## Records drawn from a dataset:
══════
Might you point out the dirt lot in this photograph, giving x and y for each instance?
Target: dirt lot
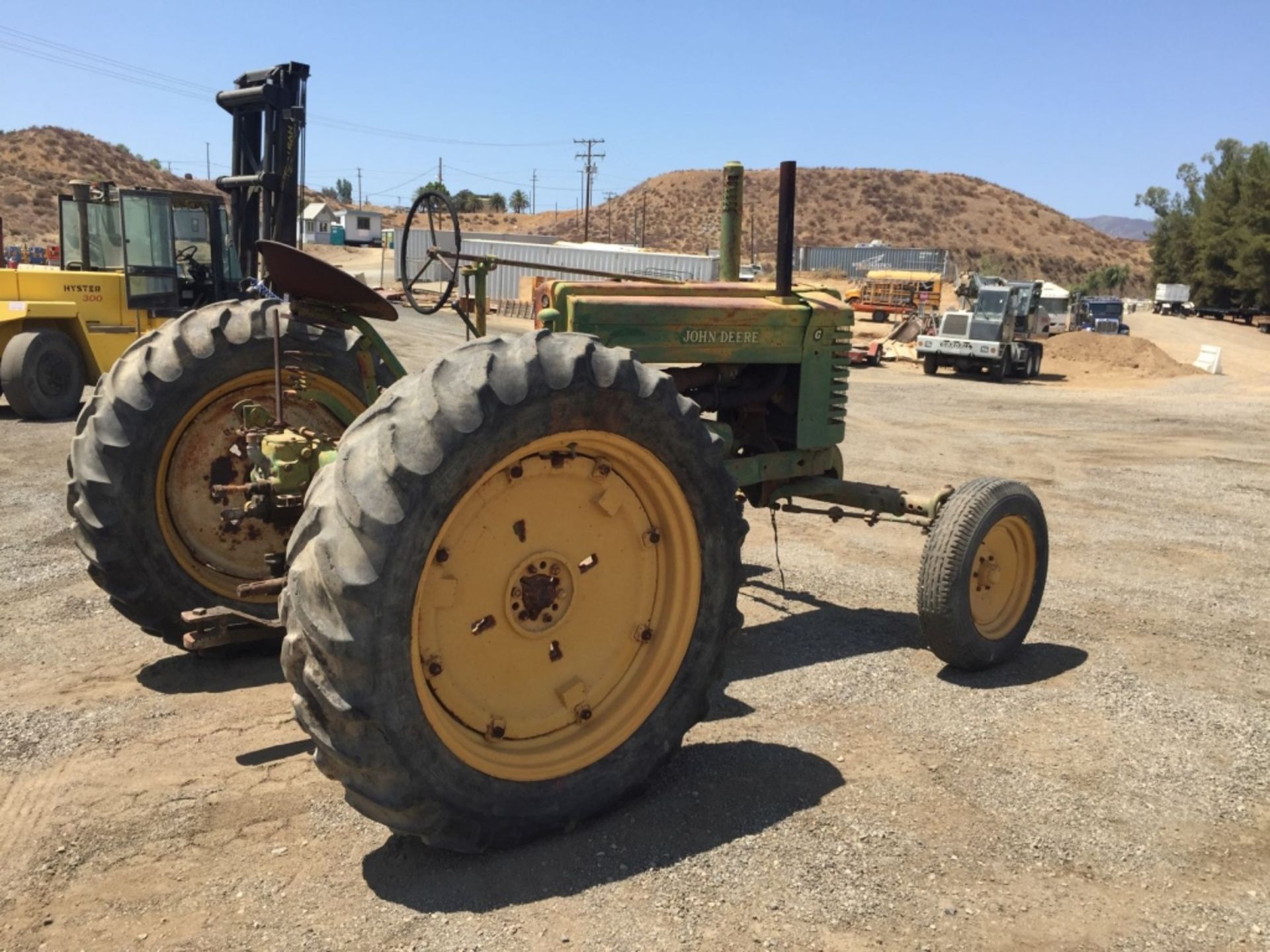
(1105, 790)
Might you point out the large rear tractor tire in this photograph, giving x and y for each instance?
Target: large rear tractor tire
(42, 375)
(157, 436)
(984, 573)
(509, 594)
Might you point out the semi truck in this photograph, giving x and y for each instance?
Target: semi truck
(1002, 334)
(1103, 315)
(1173, 299)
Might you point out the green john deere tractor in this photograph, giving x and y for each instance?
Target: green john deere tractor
(506, 583)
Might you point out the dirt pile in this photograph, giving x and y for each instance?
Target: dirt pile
(1121, 354)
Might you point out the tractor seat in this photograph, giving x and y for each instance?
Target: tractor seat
(309, 278)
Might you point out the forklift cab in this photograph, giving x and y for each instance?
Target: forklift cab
(173, 248)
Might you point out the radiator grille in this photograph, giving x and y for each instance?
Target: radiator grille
(954, 325)
(841, 368)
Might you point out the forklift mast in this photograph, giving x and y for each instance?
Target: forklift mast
(269, 110)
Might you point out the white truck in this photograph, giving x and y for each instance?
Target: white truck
(1002, 334)
(1173, 299)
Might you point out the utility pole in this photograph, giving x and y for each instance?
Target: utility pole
(609, 204)
(752, 259)
(588, 175)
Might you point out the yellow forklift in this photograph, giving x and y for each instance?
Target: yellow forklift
(136, 258)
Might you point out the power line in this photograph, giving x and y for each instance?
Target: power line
(105, 66)
(106, 60)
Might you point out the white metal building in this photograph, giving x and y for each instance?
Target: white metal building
(1057, 303)
(505, 281)
(361, 226)
(316, 222)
══════
## Problem description:
The expected output is an exact copy of the lines from the top of the data above through the line containing "Might you point out the green", both included, with every picture omitted.

## Response area:
Might you point out the dirt lot in this photograph, giving x and y for each instance?
Target: dirt lot
(1105, 790)
Might you point out the large rear tractor tire in this photograph, giving x and y for each instance?
Target: large rear tractor tire
(42, 375)
(157, 436)
(984, 573)
(509, 594)
Might you point out the semi truck in this photograph, giving x and y for each instance?
Target: semi truck
(1002, 334)
(1103, 315)
(1173, 299)
Might you point out the green john deere tractor in this photograph, giving x and y for each instance?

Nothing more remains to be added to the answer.